**EXTRACTED RECORDS**
☆ ☆ ☆
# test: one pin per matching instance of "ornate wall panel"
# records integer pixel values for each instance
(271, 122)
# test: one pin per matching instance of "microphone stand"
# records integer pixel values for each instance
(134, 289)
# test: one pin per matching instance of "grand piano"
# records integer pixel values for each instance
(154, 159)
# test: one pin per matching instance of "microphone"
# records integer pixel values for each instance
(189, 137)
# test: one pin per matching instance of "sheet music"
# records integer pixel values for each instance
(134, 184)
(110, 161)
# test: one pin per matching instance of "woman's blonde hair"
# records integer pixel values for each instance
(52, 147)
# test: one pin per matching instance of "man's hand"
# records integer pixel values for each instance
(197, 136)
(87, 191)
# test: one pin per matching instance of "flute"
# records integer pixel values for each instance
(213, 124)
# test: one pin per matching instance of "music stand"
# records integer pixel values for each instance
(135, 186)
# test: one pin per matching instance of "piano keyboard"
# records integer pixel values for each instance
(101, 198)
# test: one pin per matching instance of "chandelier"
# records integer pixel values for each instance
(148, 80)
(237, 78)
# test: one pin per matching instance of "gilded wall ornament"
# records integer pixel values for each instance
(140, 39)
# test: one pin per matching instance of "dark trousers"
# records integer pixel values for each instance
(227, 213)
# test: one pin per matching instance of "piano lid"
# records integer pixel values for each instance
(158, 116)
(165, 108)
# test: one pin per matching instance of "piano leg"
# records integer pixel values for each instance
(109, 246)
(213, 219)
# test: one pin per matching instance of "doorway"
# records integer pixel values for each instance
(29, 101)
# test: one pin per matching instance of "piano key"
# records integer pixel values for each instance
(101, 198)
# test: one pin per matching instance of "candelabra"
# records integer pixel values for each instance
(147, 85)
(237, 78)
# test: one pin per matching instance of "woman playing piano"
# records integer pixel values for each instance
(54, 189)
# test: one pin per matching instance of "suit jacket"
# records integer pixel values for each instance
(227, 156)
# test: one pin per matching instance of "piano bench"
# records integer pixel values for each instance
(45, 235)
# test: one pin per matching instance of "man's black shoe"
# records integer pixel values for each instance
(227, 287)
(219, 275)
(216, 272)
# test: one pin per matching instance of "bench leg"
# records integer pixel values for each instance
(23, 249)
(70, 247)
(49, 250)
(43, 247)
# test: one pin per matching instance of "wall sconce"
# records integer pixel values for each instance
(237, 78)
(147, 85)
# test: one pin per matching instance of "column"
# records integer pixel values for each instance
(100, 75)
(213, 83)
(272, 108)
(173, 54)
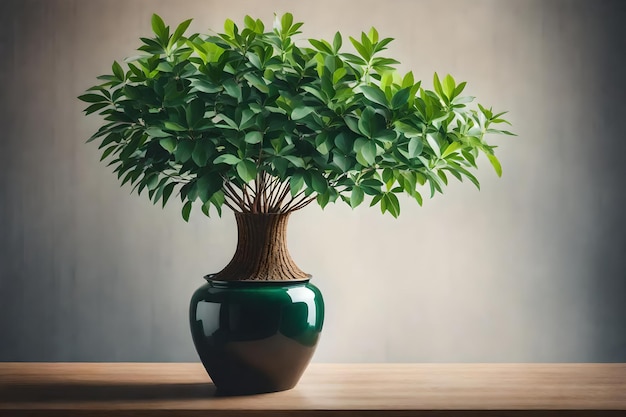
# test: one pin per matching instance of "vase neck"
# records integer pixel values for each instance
(261, 253)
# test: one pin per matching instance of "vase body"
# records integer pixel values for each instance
(256, 337)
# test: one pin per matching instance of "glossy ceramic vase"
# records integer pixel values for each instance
(255, 337)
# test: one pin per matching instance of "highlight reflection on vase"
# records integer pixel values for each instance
(255, 337)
☆ ☆ ☆
**PROBLEM TO WORK ON**
The records above should be reproduced exactly, with the pictures omitted.

**TASK ANSWER**
# test: one pin per matching instance of "ornate wall panel"
# records integer pixel values for each instance
(271, 122)
# test: one pin per matching instance of "microphone stand"
# records integer pixel values for each instance
(134, 289)
# test: one pin per matching instance of "grand piano"
# records integer pixel values for each instance
(154, 159)
# test: one pin per matching instance of "microphone"
# records integer pixel values for each instance
(189, 137)
# test: one pin per matching instance of "sheet music"
# records integer pixel values for each instance
(134, 184)
(110, 161)
# test: one pin per matching instance of "woman's blonde hair"
# records integer pixel values for each instance
(52, 147)
# test: one pin per matching instance of "man's hand"
# records integer pixel values for each instance
(197, 136)
(87, 191)
# test: one pin per matching instance of "flute"
# records integer pixel values for each instance
(213, 124)
# test: one pin per matching instance of "music stand"
# records integer pixel values for each instance
(135, 186)
# test: one pin per matching instance of "piano keyboard"
# records integer pixel values for each instance
(101, 198)
# test: one pin per matching instance of "chandelier"
# records integer pixel values for each instance
(148, 80)
(237, 78)
# test: one pin per matching instance of "gilded wall ornament"
# records integer pixel values for each instance
(140, 39)
# test: one pin per matching instance of "dark trousers"
# records integer pixel values for each instance
(227, 213)
# test: one pin per matching instance of "piano lid"
# records integer pixel values for each instance
(158, 116)
(165, 108)
# test: one pin per matching instance of "piano leg"
# records integer pixel values for each instance
(109, 246)
(213, 219)
# test: one pin per matching instance of "doorway"
# records integer pixel values for each instance
(29, 101)
# test: one pin per matching instance of "piano key"
# records integer pixel values for each instance
(101, 198)
# test: one pin per matching instance of "candelabra"
# records integer pixel values for each instance
(147, 85)
(237, 78)
# test: one pin per matching instance of "woman playing piano"
# records integer pixel values for each instance
(54, 189)
# test: one pin per matching instance of "suit jacket"
# records integer pixel values for each instance
(227, 156)
# test: one pin per matching instance of "piano bench"
# records integer pixel values for each instance
(45, 235)
# test: one pin per matching instance of "man's black shoe"
# records integer pixel values for each instance
(227, 287)
(219, 275)
(216, 272)
# test: one pin per matching instance of "bench leg"
# records integer pixel values for each instance
(23, 249)
(70, 247)
(49, 250)
(43, 247)
# test: one pin per matching instance of "wall sconce"
# records integer pixel values for each instance
(237, 78)
(147, 85)
# test: one pin per matching instance of "column"
# records integer pixel values for each instance
(100, 75)
(213, 83)
(272, 108)
(173, 54)
# test: one pin per matching instance of "vase neck"
# records integer pixel values for each instance
(261, 253)
# test: one pin per matching instance of "vase body"
# records integer pixel values for each instance
(256, 337)
# test: one pin per matching instance of "glossy ceramic vase"
# records integer pixel values for each instance
(255, 337)
# test: one pin per matching instance of "highlight reflection on vase"
# records integer pixel values for each instance
(255, 337)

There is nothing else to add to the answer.